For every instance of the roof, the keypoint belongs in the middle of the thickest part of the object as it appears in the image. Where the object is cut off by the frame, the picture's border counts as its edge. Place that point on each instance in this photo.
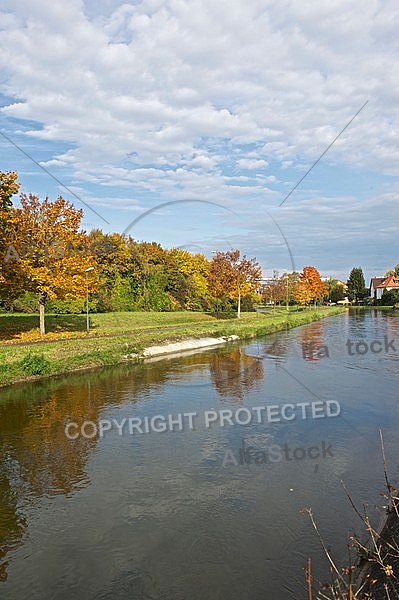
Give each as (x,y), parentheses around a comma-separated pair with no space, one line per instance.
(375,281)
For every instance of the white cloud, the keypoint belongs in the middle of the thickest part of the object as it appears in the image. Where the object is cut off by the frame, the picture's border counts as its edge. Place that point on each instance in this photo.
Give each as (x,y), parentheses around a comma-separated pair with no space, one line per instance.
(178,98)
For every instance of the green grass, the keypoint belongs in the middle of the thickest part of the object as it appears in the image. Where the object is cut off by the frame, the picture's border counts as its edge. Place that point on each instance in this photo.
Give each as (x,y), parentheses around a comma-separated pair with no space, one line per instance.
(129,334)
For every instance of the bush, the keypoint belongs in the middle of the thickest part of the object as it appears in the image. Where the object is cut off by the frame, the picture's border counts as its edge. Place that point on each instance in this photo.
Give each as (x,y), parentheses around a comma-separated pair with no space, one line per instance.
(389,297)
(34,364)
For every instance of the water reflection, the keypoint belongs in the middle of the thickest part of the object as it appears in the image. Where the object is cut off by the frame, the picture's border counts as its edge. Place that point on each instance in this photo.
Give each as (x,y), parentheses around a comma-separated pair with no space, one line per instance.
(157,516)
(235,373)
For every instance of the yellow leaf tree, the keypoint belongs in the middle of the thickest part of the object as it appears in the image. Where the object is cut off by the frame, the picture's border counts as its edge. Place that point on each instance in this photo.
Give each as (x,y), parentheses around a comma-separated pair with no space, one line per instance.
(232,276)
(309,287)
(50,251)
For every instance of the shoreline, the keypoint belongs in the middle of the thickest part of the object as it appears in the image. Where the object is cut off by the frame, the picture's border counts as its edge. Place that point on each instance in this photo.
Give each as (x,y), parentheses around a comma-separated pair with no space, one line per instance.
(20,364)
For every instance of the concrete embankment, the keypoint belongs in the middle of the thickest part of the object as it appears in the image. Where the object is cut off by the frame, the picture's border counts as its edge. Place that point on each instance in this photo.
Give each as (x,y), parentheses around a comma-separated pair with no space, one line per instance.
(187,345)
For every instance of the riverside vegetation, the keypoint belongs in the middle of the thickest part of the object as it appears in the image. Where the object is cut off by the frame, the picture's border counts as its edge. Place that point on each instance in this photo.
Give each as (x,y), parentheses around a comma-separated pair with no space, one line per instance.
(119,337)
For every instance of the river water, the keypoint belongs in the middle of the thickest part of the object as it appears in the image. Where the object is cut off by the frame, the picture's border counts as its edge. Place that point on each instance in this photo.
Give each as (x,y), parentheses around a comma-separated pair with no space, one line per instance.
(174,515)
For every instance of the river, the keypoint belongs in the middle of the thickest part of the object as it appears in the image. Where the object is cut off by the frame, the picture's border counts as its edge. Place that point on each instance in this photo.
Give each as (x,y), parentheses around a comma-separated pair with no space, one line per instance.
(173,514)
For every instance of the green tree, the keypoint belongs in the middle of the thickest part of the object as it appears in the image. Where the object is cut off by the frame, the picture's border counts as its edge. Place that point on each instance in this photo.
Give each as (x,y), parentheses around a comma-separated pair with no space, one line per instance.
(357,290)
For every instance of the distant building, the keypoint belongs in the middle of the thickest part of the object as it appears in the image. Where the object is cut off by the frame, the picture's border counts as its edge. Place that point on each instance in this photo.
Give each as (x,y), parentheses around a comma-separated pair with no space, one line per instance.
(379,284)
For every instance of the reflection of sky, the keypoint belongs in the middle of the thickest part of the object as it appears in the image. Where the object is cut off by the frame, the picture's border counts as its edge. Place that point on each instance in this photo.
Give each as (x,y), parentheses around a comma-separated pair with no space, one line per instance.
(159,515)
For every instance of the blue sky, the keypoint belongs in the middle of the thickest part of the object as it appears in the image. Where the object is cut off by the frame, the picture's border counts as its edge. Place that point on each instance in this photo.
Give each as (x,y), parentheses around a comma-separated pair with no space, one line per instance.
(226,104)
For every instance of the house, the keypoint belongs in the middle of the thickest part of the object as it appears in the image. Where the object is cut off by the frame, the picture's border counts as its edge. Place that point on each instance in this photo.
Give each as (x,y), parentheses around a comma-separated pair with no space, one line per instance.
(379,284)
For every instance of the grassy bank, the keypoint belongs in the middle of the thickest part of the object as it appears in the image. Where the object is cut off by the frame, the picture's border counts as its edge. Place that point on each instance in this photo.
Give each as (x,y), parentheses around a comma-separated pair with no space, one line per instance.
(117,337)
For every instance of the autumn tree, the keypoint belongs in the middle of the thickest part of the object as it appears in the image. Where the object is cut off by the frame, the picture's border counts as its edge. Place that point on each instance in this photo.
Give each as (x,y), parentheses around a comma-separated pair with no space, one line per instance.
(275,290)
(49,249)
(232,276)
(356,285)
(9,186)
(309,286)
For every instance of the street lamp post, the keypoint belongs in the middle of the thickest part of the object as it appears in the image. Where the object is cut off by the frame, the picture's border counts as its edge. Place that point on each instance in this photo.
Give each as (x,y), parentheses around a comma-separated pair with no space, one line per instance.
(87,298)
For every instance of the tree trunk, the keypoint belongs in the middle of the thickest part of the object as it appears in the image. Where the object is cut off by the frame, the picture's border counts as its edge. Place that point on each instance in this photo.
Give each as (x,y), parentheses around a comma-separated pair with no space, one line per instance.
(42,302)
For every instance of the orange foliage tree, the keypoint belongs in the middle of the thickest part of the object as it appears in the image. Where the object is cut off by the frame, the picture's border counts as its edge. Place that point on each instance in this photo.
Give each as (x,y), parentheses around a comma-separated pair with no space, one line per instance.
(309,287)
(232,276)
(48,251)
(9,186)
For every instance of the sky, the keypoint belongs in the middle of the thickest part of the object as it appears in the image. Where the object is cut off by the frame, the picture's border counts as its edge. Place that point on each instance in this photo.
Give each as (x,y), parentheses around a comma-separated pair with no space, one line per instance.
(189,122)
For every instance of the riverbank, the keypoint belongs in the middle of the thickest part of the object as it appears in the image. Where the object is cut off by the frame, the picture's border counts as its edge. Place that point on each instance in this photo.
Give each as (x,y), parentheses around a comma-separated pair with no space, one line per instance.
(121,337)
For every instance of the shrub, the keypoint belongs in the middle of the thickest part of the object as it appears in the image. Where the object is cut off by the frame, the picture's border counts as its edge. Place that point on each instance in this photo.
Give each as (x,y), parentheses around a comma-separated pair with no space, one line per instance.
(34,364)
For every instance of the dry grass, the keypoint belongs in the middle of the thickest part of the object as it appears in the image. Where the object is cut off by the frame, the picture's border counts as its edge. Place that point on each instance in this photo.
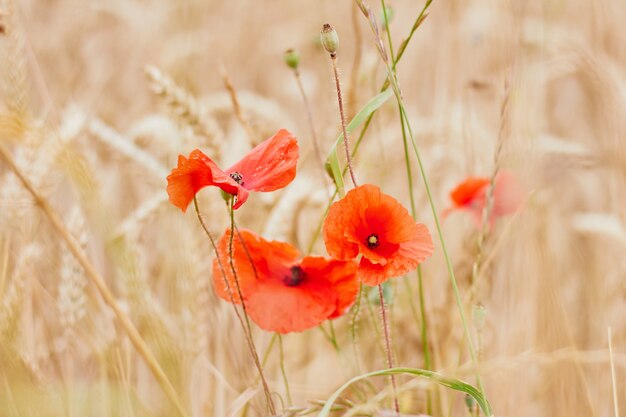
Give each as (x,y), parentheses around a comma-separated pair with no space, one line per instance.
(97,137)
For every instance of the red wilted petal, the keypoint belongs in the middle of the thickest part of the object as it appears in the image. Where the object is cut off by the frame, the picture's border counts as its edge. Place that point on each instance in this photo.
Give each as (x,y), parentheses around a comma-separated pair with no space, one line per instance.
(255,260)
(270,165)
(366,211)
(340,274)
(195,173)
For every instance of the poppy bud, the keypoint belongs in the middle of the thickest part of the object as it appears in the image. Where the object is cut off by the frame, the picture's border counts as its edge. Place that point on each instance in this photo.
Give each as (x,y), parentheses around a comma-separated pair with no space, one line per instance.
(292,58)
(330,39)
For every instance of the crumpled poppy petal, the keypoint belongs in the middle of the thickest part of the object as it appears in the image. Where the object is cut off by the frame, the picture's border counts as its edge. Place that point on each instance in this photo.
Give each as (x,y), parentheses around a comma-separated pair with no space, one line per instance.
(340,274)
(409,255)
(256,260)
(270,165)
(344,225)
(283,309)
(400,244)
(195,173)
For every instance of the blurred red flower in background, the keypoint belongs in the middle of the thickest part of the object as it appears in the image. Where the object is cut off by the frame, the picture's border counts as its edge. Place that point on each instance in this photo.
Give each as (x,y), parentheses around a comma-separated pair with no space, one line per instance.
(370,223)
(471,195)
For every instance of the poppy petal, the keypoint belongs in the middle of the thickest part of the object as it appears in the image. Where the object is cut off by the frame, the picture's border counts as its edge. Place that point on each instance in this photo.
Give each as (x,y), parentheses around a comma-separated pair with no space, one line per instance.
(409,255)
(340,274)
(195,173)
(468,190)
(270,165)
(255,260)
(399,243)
☆ ☆ ☆ ☆ ☆
_EXERCISE BRIEF_: Print nothing but the lines from the line with "For every instance of the poppy petal, the" to the last line of the records above. Both of those lines count.

_CORRECT OUTPUT_:
For every instance of the poppy petal, the keypoint belongs in the middle of the thickest part of the object as it appears in the image. Where the object is cut off by the frame, the picture's border counts as its edge. Place that point on each instance in this photo.
Give each as (x,y), parentheses around a comma-separated pair with no space, one line per instance.
(409,255)
(340,274)
(195,173)
(468,190)
(270,165)
(255,260)
(399,243)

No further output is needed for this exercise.